• **Material to process**
········
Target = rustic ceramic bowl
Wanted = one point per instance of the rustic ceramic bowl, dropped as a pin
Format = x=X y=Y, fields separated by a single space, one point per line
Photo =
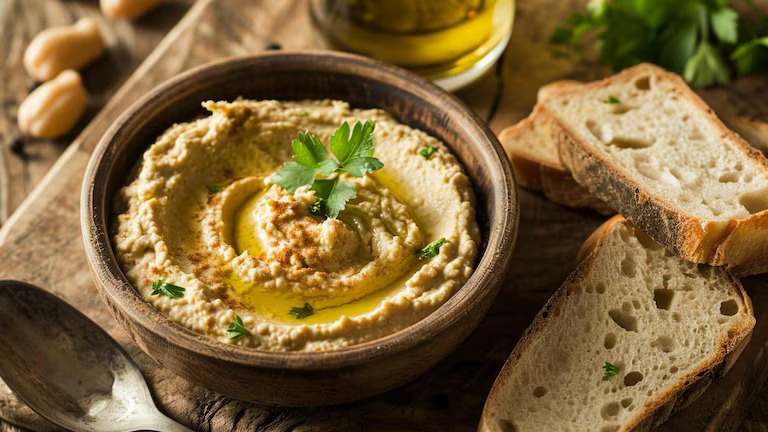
x=303 y=378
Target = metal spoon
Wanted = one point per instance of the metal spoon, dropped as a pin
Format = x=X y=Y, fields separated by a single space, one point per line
x=69 y=370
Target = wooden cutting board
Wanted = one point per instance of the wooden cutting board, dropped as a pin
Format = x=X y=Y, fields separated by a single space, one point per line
x=41 y=243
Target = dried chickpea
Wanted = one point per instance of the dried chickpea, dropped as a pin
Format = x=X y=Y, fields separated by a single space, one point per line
x=59 y=48
x=53 y=108
x=130 y=9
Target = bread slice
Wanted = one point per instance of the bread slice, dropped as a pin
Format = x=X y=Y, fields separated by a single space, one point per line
x=663 y=159
x=670 y=325
x=536 y=161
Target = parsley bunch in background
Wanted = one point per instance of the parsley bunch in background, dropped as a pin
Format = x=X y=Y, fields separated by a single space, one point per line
x=703 y=40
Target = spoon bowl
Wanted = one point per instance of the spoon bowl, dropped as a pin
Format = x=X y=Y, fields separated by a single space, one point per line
x=69 y=370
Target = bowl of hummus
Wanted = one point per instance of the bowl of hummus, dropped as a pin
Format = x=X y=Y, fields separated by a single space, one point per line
x=298 y=228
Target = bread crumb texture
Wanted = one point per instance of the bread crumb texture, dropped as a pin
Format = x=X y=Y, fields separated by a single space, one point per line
x=661 y=319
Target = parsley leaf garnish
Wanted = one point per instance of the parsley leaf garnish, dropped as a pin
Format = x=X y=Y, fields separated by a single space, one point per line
x=353 y=151
x=167 y=289
x=236 y=329
x=431 y=250
x=302 y=312
x=427 y=151
x=611 y=371
x=703 y=40
x=332 y=195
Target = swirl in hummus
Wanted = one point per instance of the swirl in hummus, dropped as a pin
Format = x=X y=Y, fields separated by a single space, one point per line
x=202 y=213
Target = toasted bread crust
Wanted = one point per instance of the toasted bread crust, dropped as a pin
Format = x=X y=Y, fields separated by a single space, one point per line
x=656 y=411
x=714 y=243
x=537 y=174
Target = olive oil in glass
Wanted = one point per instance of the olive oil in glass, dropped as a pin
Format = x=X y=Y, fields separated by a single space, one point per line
x=451 y=42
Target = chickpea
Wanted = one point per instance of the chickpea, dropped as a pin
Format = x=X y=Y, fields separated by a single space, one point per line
x=59 y=48
x=130 y=9
x=53 y=108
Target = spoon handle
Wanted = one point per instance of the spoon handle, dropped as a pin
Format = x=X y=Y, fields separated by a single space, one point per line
x=161 y=423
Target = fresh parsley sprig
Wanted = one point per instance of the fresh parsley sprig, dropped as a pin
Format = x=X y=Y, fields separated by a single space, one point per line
x=703 y=40
x=302 y=312
x=236 y=329
x=610 y=371
x=427 y=151
x=353 y=155
x=431 y=250
x=167 y=289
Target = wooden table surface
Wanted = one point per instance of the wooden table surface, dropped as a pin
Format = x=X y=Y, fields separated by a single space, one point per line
x=22 y=166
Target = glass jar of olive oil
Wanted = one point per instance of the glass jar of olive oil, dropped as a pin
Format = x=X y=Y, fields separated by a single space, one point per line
x=451 y=42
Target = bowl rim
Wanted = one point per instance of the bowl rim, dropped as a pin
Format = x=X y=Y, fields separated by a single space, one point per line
x=485 y=280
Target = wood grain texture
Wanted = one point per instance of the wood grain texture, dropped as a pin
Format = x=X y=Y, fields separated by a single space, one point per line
x=127 y=45
x=41 y=244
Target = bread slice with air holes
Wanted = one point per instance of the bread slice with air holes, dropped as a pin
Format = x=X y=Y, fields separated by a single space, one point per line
x=671 y=326
x=648 y=146
x=536 y=161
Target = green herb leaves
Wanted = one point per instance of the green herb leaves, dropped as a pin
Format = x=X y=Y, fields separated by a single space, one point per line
x=354 y=155
x=167 y=289
x=331 y=197
x=610 y=371
x=427 y=151
x=706 y=67
x=302 y=312
x=431 y=250
x=694 y=38
x=236 y=329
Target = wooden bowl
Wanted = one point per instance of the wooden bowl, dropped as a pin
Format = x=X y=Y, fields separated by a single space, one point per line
x=303 y=378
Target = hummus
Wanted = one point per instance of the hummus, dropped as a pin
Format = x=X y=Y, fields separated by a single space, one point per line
x=202 y=213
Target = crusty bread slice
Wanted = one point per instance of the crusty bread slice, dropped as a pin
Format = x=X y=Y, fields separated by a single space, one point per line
x=661 y=157
x=670 y=325
x=537 y=166
x=536 y=161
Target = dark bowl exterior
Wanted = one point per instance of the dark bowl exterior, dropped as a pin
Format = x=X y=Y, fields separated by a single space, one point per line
x=314 y=378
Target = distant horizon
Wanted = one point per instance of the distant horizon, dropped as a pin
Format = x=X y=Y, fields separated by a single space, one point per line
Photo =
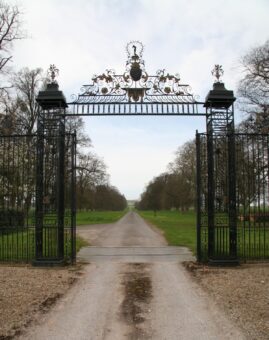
x=90 y=40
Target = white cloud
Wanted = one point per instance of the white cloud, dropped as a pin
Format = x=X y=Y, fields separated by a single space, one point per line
x=84 y=37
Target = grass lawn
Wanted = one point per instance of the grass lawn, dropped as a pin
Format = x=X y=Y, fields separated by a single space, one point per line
x=179 y=228
x=98 y=217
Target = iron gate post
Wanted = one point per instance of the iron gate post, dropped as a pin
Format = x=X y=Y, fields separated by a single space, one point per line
x=51 y=128
x=220 y=124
········
• **Problem requirements**
Duplicate the part of the data that opens with the line containing "Target = iron gate post" and runs through the end of the data.

• **Task solution**
Target = iron gate post
Wanted = one point per instance of the iron gate post, dropped as a pin
Format = x=X y=Y, fields separated by a single space, one point per line
x=51 y=128
x=220 y=124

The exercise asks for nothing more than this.